### Written problem
Please set out each of the following items as a numbered list, leaving out any blank lines.

## BEGIN Data supplied

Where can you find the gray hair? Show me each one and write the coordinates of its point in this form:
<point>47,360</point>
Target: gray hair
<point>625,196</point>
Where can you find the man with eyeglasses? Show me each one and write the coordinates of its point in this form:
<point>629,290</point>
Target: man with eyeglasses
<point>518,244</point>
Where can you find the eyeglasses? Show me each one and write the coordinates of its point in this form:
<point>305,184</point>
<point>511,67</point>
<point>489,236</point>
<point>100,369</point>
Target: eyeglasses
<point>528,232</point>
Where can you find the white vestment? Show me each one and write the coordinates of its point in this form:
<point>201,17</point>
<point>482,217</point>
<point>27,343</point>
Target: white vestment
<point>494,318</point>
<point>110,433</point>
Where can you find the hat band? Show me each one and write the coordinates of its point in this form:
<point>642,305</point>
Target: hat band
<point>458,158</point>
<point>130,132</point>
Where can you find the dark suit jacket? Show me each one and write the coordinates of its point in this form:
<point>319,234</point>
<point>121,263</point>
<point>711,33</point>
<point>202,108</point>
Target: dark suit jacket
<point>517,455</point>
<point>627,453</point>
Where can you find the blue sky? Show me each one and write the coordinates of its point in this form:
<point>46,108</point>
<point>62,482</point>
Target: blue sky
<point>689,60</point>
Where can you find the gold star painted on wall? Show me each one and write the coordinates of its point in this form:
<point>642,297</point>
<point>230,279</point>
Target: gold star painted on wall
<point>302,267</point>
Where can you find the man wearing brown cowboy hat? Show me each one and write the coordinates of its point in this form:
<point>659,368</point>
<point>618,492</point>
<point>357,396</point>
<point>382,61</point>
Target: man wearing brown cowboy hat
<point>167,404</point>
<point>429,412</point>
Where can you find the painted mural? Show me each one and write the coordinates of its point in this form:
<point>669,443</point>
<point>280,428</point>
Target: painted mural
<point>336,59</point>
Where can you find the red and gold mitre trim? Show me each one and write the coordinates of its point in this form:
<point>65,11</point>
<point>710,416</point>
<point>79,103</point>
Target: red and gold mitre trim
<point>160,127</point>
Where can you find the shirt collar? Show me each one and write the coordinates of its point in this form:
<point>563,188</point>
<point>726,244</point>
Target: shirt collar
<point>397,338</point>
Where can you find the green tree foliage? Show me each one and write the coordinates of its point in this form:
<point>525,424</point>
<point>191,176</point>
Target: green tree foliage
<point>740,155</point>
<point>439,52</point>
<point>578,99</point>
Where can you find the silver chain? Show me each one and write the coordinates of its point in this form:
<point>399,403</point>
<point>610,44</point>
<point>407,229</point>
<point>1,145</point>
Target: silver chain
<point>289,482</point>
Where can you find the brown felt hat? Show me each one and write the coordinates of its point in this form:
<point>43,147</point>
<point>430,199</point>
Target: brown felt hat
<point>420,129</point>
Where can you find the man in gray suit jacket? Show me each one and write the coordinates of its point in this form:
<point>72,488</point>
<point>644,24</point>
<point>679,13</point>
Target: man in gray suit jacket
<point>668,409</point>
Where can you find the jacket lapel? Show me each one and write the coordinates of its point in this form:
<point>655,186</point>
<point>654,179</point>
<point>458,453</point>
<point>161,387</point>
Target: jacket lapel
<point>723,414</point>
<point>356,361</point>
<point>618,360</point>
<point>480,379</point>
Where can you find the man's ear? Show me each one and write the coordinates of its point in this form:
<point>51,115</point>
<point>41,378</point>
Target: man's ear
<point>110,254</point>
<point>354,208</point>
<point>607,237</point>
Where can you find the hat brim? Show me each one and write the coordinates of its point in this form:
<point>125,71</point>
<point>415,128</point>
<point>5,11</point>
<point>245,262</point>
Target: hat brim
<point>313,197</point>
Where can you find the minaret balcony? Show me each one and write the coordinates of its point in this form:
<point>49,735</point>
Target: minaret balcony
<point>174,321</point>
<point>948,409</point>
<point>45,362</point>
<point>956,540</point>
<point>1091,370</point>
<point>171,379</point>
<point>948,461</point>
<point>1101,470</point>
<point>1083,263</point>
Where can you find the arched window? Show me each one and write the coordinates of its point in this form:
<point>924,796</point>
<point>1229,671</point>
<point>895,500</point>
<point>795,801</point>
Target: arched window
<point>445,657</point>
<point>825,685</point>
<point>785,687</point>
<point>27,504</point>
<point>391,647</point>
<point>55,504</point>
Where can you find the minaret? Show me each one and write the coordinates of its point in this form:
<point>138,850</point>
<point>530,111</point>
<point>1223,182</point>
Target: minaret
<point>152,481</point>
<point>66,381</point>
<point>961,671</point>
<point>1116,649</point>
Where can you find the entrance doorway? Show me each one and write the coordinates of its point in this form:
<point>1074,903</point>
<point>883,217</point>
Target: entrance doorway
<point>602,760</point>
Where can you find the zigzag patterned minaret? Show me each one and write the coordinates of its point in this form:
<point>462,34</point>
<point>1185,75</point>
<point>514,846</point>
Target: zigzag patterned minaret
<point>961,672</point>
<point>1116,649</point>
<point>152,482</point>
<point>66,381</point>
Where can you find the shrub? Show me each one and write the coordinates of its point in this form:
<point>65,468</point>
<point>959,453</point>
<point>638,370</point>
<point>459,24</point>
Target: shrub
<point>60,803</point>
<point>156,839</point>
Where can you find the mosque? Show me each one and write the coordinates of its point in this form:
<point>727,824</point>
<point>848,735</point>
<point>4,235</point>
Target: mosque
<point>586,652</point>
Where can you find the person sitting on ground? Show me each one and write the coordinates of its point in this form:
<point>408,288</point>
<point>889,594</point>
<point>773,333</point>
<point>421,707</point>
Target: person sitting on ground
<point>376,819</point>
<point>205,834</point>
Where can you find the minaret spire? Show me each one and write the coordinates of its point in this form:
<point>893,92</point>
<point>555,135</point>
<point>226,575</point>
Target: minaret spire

## END Data supplied

### Result of the task
1. Where can you find the gray hair? Show me each one and write the coordinates of its point in this form:
2. <point>47,360</point>
3. Target: gray hair
4. <point>625,196</point>
5. Where can you find the man with eyeglasses? Show me each one and write the coordinates of its point in this form:
6. <point>629,290</point>
7. Target: man with eyeglasses
8. <point>518,244</point>
9. Where can you find the eyeglasses? Show me each one and write the coordinates of its point in this form:
10. <point>305,184</point>
11. <point>511,67</point>
12. <point>489,236</point>
13. <point>100,369</point>
14. Target: eyeglasses
15. <point>528,232</point>
16. Where can you find the white vestment? Show me each one and write the coordinates of its point in this form:
17. <point>201,17</point>
18. <point>482,217</point>
19. <point>27,343</point>
20. Target: white vestment
21. <point>494,318</point>
22. <point>110,433</point>
23. Where can you find the hat band? Show me each one and write the coordinates of its point in this form:
24. <point>642,305</point>
25. Target: hat band
26. <point>458,158</point>
27. <point>130,132</point>
28. Where can you find the dark suit jacket? Show me each one and write the coordinates of its point in this form:
29. <point>319,234</point>
30. <point>121,263</point>
31. <point>711,33</point>
32. <point>202,108</point>
33. Target: dark suit jacket
34. <point>517,455</point>
35. <point>627,453</point>
36. Where can you find the blue sky? Show me each one and write the coordinates of its point in this form:
37. <point>46,108</point>
38. <point>62,482</point>
39. Target: blue sky
40. <point>689,60</point>
41. Where can you find the gold star painted on wall? Show me each one and write the coordinates of its point in this form:
42. <point>642,297</point>
43. <point>230,279</point>
44. Target: gold star painted on wall
45. <point>302,267</point>
46. Where can you find the man wearing brown cowboy hat? Show me each one and write the coordinates of its point in this form:
47. <point>659,368</point>
48. <point>618,492</point>
49. <point>357,396</point>
50. <point>382,61</point>
51. Target: man wearing brown cowboy hat
52. <point>167,404</point>
53. <point>429,412</point>
54. Where can you find the painted mural? Show me each one and write the coordinates of its point in this form:
55. <point>669,443</point>
56. <point>280,428</point>
57. Target: painted mural
58. <point>336,59</point>
59. Where can you find the red and gold mitre trim? Show me each one and write the coordinates of its point in this form:
60. <point>65,11</point>
61. <point>710,416</point>
62. <point>79,103</point>
63. Target: red and gold mitre trim
64. <point>160,127</point>
65. Where can you find the shirt collar? Show me each one and write the coordinates of its point in this form:
66. <point>563,188</point>
67. <point>726,244</point>
68. Target: shirt collar
69. <point>397,338</point>
70. Where can you find the green tree foliage? Show me each one and write the coordinates of its point in this form:
71. <point>525,424</point>
72. <point>191,176</point>
73. Target: green tree foliage
74. <point>740,155</point>
75. <point>439,52</point>
76. <point>578,99</point>
77. Where can you find the silver chain? Show me each one and write the coordinates of its point in this form:
78. <point>399,403</point>
79. <point>610,44</point>
80. <point>407,229</point>
81. <point>1,145</point>
82. Target: silver chain
83. <point>289,482</point>
84. Where can you find the brown felt hat? Show me each one and write the coordinates of its point in this form:
85. <point>43,147</point>
86. <point>430,199</point>
87. Target: brown felt hat
88. <point>420,129</point>
89. Where can you find the man in gray suit jacket? Show me each one and write the coordinates of its point in this form:
90. <point>72,488</point>
91. <point>644,24</point>
92. <point>679,13</point>
93. Target: man in gray suit jacket
94. <point>668,409</point>
95. Where can you find the jacket lapel? Show me each one and write the coordinates of its point in this form:
96. <point>655,186</point>
97. <point>654,179</point>
98. <point>458,453</point>
99. <point>161,387</point>
100. Target: jacket lapel
101. <point>723,414</point>
102. <point>356,361</point>
103. <point>618,360</point>
104. <point>480,379</point>
105. Where can you find the man's ear? Show me each one and write the coordinates of its point in this form:
106. <point>51,115</point>
107. <point>41,378</point>
108. Target: man's ear
109. <point>110,254</point>
110. <point>354,208</point>
111. <point>607,237</point>
112. Where can you find the hat brim? Show me each one and write the coordinates of its point in this form:
113. <point>125,71</point>
114. <point>415,128</point>
115. <point>5,11</point>
116. <point>245,262</point>
117. Target: hat brim
118. <point>313,197</point>
119. Where can you find the minaret balcony? Show me each one and write the coordinates of its point in this form:
120. <point>49,735</point>
121. Target: minaret balcony
122. <point>174,321</point>
123. <point>948,409</point>
124. <point>45,362</point>
125. <point>956,540</point>
126. <point>1091,370</point>
127. <point>171,379</point>
128. <point>948,461</point>
129. <point>1101,470</point>
130. <point>1083,263</point>
131. Where can you find the arched window? Show me each one and write the coordinates of its point in this form:
132. <point>924,796</point>
133. <point>1229,671</point>
134. <point>895,500</point>
135. <point>795,801</point>
136. Target: arched window
137. <point>445,657</point>
138. <point>825,685</point>
139. <point>785,687</point>
140. <point>27,504</point>
141. <point>391,647</point>
142. <point>55,504</point>
143. Where can you find the minaret? Show me each one and write the coordinates of its point in this form:
144. <point>138,850</point>
145. <point>530,111</point>
146. <point>1223,182</point>
147. Target: minaret
148. <point>152,481</point>
149. <point>66,381</point>
150. <point>961,671</point>
151. <point>1116,649</point>
152. Where can you find the entrance doorway? Show me each one and write the coordinates of its point in this form:
153. <point>1074,903</point>
154. <point>883,217</point>
155. Target: entrance doorway
156. <point>602,760</point>
157. Where can you find the zigzag patterned minaret? Show me each one and write the coordinates of its point in this form:
158. <point>462,34</point>
159. <point>1185,75</point>
160. <point>514,846</point>
161. Target: zigzag patterned minaret
162. <point>961,672</point>
163. <point>1116,649</point>
164. <point>152,482</point>
165. <point>66,381</point>
166. Where can you find the shrub? Show me each one and write the coordinates of its point in this form:
167. <point>65,468</point>
168. <point>959,453</point>
169. <point>638,370</point>
170. <point>459,24</point>
171. Target: shrub
172. <point>60,803</point>
173. <point>156,839</point>
174. Where can you find the mosque? Show me each one and write the coordinates of its point in this form:
175. <point>727,824</point>
176. <point>848,735</point>
177. <point>4,235</point>
178. Target: mosque
179. <point>586,652</point>
180. Where can you find the person sitting on ground? Show me each one and write the coordinates of its point in this form:
181. <point>408,288</point>
182. <point>889,594</point>
183. <point>773,333</point>
184. <point>421,707</point>
185. Target: person sitting on ground
186. <point>376,819</point>
187. <point>205,834</point>
188. Where can you find the minaret spire? Show me each one and write the coordinates of its point in this form:
189. <point>893,92</point>
190. <point>555,135</point>
191. <point>226,575</point>
192. Target: minaret spire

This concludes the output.